** begin Data lines **

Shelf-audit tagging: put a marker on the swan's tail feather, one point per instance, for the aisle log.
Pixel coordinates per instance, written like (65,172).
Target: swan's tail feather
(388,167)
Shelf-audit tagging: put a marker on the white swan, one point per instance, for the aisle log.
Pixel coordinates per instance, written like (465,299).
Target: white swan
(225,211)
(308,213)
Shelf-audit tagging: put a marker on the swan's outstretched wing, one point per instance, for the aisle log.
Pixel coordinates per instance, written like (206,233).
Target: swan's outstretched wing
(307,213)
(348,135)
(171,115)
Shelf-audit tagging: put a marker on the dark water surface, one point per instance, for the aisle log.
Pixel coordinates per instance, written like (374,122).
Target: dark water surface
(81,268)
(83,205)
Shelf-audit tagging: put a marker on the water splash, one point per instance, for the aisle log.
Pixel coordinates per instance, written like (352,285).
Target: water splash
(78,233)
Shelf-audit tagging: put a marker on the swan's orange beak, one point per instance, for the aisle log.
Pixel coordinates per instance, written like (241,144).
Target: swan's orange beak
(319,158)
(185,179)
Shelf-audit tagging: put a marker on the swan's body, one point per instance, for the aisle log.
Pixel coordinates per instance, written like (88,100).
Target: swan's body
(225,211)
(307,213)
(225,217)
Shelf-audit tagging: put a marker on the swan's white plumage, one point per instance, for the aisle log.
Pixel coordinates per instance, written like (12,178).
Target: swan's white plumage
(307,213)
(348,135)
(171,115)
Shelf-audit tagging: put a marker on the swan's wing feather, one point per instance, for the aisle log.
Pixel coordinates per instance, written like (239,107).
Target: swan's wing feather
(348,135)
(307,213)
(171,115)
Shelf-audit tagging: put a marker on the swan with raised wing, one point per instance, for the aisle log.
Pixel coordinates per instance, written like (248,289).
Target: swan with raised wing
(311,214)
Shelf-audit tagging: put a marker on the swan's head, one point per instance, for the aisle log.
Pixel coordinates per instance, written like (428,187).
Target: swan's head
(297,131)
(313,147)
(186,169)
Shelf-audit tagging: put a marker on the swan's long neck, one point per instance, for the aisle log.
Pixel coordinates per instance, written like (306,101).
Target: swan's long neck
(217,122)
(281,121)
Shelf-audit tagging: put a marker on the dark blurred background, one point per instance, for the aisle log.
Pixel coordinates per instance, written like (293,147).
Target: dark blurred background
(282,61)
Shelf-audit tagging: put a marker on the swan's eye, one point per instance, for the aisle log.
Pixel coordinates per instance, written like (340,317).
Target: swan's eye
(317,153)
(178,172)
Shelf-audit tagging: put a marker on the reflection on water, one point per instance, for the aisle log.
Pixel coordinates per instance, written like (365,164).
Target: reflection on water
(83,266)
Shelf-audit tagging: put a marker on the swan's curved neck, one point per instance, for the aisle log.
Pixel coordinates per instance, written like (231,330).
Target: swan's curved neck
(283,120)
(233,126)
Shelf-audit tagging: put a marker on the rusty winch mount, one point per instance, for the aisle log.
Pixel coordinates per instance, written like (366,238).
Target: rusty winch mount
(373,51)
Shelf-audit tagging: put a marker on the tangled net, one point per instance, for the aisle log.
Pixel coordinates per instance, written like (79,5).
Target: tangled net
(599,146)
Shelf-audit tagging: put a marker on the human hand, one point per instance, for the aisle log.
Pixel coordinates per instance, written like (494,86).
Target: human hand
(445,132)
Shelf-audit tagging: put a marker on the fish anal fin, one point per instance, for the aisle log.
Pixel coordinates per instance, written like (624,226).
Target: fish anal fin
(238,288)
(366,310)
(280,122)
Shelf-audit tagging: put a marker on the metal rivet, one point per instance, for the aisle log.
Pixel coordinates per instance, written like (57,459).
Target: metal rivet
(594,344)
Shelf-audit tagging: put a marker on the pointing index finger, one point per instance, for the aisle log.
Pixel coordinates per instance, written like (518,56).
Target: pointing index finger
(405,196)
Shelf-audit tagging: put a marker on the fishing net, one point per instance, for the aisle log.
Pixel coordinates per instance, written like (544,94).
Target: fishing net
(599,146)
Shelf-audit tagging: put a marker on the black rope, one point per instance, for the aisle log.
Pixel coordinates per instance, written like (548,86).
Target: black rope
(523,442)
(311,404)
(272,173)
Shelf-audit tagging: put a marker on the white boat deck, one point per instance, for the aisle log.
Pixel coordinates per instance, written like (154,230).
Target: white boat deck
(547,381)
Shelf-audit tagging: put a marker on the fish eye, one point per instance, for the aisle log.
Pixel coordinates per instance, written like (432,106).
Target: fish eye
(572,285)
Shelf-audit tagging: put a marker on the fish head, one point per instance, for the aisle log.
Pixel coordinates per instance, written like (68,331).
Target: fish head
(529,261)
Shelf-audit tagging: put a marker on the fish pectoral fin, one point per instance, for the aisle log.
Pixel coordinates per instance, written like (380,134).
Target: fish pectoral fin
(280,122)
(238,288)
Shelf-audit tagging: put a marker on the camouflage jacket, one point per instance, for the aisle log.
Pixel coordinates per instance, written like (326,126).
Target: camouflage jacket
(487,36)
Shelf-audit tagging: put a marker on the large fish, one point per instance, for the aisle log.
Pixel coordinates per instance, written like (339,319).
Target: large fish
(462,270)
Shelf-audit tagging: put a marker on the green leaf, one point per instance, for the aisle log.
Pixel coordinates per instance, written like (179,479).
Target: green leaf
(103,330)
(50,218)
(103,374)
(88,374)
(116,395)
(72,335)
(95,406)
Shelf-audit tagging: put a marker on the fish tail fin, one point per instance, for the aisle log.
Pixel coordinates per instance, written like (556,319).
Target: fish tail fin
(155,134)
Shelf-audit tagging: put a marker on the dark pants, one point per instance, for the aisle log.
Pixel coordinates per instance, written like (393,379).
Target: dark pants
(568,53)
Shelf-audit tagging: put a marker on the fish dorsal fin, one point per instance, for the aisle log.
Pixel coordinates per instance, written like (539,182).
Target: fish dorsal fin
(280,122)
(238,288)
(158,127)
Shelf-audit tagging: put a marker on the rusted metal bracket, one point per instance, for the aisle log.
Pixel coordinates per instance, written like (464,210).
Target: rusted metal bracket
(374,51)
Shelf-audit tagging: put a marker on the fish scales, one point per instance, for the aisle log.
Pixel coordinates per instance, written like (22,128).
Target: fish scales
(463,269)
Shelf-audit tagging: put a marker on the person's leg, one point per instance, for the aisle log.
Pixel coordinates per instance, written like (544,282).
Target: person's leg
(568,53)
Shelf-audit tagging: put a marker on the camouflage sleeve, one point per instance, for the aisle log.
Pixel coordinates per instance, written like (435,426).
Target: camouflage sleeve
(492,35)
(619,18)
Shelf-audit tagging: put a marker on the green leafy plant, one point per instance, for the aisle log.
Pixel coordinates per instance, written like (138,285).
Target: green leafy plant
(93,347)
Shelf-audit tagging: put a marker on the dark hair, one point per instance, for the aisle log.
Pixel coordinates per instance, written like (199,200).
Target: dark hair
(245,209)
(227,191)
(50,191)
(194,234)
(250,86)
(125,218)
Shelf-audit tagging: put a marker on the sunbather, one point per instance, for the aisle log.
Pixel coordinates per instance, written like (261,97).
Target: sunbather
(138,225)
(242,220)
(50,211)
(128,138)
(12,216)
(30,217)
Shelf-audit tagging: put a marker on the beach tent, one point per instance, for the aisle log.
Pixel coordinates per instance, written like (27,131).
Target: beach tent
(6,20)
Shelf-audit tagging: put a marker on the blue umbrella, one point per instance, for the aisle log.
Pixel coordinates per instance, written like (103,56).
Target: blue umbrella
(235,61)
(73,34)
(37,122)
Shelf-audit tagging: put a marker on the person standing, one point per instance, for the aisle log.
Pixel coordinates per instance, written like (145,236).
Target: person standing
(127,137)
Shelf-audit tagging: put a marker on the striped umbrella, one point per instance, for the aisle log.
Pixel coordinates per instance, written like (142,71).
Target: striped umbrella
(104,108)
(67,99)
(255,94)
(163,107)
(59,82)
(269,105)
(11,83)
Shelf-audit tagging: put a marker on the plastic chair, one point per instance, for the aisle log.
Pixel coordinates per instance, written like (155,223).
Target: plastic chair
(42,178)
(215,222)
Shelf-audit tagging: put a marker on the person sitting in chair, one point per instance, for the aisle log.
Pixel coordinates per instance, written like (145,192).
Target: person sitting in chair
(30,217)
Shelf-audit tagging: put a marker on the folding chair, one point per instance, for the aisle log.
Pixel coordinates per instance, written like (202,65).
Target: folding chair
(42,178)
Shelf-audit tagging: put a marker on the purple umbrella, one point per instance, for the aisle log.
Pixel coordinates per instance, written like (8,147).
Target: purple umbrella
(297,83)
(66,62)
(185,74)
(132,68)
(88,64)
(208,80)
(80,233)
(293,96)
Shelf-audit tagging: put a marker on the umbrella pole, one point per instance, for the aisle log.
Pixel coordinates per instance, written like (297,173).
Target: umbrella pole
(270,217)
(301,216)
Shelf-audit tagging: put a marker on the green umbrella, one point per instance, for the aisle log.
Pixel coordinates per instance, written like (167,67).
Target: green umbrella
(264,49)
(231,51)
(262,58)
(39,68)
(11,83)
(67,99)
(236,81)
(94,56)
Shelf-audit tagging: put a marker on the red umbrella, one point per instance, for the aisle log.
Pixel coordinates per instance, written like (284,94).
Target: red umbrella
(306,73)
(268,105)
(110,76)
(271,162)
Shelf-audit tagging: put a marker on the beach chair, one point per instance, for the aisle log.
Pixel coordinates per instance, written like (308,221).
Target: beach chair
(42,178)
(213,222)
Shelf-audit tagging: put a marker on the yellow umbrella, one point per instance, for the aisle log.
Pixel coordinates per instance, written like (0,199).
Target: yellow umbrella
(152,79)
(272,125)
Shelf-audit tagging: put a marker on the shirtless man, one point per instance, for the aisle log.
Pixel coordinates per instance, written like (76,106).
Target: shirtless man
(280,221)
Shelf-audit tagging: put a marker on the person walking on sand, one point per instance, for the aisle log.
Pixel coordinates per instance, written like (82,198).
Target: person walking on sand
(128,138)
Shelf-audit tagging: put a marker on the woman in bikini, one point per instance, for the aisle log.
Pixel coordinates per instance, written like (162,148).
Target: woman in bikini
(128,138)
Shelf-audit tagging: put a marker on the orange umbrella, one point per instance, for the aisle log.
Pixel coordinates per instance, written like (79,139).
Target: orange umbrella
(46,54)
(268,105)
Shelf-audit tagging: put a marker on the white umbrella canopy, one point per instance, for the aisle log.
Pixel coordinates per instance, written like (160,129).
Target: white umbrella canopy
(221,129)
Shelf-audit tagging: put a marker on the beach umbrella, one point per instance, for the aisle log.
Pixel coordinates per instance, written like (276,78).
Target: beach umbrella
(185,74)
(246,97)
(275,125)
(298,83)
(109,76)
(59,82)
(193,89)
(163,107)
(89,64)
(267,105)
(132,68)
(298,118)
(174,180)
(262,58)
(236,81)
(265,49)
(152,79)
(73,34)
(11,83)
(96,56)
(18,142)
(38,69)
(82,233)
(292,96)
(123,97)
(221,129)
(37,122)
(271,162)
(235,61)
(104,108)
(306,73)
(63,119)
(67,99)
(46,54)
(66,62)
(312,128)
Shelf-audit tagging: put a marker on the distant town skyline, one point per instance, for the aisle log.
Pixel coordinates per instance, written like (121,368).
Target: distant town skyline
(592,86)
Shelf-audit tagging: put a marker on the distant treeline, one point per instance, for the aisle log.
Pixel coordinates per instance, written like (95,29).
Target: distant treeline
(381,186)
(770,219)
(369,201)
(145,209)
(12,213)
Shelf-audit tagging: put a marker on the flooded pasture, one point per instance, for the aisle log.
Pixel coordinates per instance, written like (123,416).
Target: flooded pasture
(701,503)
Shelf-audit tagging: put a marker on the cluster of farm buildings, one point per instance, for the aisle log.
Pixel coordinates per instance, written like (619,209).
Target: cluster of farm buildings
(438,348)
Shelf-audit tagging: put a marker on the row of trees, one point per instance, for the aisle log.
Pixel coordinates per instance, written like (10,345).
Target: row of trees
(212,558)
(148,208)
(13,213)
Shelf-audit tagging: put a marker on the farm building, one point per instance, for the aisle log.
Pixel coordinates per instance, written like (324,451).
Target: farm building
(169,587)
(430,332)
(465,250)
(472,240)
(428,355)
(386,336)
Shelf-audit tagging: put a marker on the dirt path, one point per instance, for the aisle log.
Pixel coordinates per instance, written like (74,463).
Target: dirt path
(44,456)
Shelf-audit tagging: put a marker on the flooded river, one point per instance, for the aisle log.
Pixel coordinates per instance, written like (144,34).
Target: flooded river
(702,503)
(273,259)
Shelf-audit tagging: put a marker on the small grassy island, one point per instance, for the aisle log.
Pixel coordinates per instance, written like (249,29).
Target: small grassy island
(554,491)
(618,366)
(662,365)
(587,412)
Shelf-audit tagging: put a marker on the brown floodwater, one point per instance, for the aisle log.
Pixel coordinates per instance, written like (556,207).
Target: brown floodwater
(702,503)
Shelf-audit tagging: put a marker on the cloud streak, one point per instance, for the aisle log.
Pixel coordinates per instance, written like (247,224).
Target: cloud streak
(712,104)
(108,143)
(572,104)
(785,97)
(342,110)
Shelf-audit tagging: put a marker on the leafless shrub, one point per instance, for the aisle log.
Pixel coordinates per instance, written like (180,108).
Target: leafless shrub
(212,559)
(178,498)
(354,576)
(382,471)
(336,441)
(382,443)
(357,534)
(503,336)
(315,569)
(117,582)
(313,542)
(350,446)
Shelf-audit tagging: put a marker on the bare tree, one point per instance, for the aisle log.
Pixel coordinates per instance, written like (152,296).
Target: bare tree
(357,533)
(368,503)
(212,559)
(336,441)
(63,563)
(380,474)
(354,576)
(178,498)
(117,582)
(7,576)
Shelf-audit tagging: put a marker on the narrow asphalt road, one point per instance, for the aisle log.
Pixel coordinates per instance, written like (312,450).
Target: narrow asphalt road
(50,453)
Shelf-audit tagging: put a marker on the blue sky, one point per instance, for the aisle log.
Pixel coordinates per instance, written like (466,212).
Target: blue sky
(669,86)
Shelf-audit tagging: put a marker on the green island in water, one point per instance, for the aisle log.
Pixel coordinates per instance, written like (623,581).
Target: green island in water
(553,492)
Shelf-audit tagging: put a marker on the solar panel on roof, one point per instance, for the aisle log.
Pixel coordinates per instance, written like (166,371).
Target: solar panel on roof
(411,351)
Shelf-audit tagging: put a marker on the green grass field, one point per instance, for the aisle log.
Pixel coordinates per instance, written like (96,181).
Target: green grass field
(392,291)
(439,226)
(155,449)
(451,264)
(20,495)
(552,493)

** end Data lines **

▶ _Set exercise_
Format the lines from the line containing "Shelf-audit tagging: put a marker on the green grass" through the end of the data, both ends included, as a JSON list of strings with one string per line and blank lines left out.

▶ _Solved problem_
[
  "Shelf-audit tagging: put a marker on the green grass field, one point per instance, for the aisle log.",
  "Pixel coordinates per instance, written like (96,181).",
  "Target: green grass field",
  "(392,291)",
  "(439,226)",
  "(155,449)",
  "(451,264)",
  "(20,495)",
  "(552,493)"
]